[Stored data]
++++++++++++++++++++

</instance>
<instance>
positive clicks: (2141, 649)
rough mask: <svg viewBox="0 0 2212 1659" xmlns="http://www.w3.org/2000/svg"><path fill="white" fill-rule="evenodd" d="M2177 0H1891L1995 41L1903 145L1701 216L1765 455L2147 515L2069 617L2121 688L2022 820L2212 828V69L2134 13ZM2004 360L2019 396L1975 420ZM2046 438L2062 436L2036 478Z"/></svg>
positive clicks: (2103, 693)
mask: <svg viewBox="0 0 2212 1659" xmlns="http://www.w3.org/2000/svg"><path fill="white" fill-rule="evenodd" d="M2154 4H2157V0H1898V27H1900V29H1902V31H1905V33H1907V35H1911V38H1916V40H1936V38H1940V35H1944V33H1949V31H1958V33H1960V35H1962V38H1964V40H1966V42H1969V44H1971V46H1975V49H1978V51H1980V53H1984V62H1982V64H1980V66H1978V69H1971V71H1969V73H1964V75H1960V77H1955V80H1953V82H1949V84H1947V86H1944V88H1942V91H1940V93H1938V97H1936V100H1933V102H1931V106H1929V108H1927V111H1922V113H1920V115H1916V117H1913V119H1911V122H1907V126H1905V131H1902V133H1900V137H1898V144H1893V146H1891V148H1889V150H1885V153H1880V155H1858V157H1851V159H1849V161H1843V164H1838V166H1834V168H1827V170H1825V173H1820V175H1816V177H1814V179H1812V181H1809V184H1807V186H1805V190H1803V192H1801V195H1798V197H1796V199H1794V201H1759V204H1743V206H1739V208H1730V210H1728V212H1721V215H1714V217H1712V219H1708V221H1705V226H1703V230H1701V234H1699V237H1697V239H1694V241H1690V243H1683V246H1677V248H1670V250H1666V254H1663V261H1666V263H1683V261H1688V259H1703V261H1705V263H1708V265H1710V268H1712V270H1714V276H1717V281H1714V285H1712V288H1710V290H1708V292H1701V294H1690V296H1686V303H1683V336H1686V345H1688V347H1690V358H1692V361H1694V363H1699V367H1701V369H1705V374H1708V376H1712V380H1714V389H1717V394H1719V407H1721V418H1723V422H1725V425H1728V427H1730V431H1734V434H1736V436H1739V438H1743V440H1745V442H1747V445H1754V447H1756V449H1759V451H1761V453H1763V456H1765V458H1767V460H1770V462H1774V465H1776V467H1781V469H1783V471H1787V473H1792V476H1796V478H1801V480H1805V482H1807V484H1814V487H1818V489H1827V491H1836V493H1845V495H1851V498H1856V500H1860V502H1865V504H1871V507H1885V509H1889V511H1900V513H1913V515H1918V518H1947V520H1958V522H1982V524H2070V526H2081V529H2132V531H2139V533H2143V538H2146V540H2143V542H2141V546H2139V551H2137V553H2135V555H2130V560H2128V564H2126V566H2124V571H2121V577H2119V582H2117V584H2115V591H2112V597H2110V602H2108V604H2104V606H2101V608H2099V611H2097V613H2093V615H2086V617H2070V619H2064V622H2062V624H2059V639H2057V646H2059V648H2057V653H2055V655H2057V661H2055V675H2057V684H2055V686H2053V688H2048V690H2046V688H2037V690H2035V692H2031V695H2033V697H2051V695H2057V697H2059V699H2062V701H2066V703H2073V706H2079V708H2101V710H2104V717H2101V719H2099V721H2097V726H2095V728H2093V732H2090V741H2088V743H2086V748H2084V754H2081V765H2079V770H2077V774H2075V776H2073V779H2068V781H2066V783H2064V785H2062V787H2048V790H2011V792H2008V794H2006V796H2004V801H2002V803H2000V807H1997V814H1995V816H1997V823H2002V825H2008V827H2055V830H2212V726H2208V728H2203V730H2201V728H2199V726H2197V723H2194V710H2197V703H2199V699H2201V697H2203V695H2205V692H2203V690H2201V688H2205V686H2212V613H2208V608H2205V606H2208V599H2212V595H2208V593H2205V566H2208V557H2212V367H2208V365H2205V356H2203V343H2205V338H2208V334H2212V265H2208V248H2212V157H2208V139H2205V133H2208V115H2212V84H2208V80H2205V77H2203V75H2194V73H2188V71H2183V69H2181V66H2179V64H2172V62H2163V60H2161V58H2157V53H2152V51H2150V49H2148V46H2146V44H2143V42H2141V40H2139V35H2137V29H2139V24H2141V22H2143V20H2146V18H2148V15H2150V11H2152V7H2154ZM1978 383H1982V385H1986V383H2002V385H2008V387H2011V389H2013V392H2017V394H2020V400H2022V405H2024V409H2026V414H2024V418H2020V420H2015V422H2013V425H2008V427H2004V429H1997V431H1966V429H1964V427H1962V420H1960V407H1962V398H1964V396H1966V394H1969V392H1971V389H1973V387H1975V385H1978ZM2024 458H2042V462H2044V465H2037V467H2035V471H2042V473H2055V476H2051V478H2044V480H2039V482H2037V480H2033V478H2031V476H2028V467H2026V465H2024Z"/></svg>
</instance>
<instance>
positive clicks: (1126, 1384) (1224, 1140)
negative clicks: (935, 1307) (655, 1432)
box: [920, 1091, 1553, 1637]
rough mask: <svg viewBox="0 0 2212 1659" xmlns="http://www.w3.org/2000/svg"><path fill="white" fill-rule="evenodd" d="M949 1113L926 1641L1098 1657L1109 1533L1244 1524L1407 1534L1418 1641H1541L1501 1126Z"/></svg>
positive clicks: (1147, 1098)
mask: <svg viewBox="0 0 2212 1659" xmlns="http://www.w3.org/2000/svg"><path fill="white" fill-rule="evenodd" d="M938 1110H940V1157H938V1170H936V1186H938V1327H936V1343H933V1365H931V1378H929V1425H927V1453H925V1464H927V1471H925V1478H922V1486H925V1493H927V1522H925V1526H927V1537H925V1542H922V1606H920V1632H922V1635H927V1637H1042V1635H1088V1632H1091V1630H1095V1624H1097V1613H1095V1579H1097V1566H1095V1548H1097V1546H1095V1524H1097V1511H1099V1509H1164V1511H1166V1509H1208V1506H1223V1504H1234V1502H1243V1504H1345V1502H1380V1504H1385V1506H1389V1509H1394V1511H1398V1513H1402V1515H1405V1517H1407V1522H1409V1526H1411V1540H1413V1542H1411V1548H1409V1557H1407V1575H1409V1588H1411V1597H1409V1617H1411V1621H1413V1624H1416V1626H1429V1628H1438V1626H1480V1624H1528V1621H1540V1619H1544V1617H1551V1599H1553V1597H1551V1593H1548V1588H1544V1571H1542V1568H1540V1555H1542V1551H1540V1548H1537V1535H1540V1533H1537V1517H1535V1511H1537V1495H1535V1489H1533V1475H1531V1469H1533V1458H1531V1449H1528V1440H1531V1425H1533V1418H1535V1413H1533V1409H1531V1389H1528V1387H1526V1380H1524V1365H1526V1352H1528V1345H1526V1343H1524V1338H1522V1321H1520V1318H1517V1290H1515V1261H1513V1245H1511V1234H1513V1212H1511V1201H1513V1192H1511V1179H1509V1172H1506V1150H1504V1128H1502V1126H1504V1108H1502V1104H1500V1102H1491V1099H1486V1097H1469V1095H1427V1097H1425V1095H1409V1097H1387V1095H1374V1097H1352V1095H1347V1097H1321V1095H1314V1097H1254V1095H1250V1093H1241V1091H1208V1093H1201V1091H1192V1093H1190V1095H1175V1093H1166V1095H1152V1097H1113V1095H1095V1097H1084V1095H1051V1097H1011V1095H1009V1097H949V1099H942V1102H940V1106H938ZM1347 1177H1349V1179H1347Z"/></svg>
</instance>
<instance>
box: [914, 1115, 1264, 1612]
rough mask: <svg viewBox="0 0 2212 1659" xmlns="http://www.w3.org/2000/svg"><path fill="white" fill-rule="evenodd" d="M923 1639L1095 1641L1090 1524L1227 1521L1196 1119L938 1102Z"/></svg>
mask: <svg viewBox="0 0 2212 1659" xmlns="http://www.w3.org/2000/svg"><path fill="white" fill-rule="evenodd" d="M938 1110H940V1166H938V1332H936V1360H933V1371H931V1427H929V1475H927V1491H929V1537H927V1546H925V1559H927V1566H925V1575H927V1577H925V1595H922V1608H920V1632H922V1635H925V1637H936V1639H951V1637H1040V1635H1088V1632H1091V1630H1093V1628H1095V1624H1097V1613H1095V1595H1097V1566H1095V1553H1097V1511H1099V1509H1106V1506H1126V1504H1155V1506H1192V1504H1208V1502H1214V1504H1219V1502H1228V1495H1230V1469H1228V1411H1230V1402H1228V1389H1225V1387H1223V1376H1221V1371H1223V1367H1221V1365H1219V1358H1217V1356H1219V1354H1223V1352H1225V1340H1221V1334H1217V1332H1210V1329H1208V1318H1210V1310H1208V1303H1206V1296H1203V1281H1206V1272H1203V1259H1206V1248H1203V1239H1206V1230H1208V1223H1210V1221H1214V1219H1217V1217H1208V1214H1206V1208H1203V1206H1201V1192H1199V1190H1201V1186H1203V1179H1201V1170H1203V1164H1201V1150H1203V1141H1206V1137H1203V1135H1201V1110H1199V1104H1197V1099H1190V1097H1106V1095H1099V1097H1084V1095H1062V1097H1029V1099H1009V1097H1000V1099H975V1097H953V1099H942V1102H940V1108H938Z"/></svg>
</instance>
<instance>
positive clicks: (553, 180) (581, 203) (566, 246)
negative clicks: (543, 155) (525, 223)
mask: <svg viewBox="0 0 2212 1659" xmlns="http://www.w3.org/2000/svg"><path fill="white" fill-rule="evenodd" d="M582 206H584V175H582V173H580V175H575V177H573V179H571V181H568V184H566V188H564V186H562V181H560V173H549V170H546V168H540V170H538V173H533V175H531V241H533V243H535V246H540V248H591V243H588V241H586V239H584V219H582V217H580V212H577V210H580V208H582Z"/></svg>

++++++++++++++++++++

▶ What the task asks
Starting at the top of the entries and stopping after the line containing "positive clicks: (2103, 693)", rewrite those lines with "rough mask" changed to "coarse mask" and nothing else altered.

▶ Output of the task
</instance>
<instance>
positive clicks: (2141, 649)
coarse mask: <svg viewBox="0 0 2212 1659" xmlns="http://www.w3.org/2000/svg"><path fill="white" fill-rule="evenodd" d="M2177 0H1891L1995 41L1903 145L1701 216L1765 455L2147 515L2069 617L2121 688L2022 820L2212 828V69L2134 13ZM2004 360L2019 396L1975 420ZM2046 438L2062 436L2036 478Z"/></svg>
positive clicks: (2103, 693)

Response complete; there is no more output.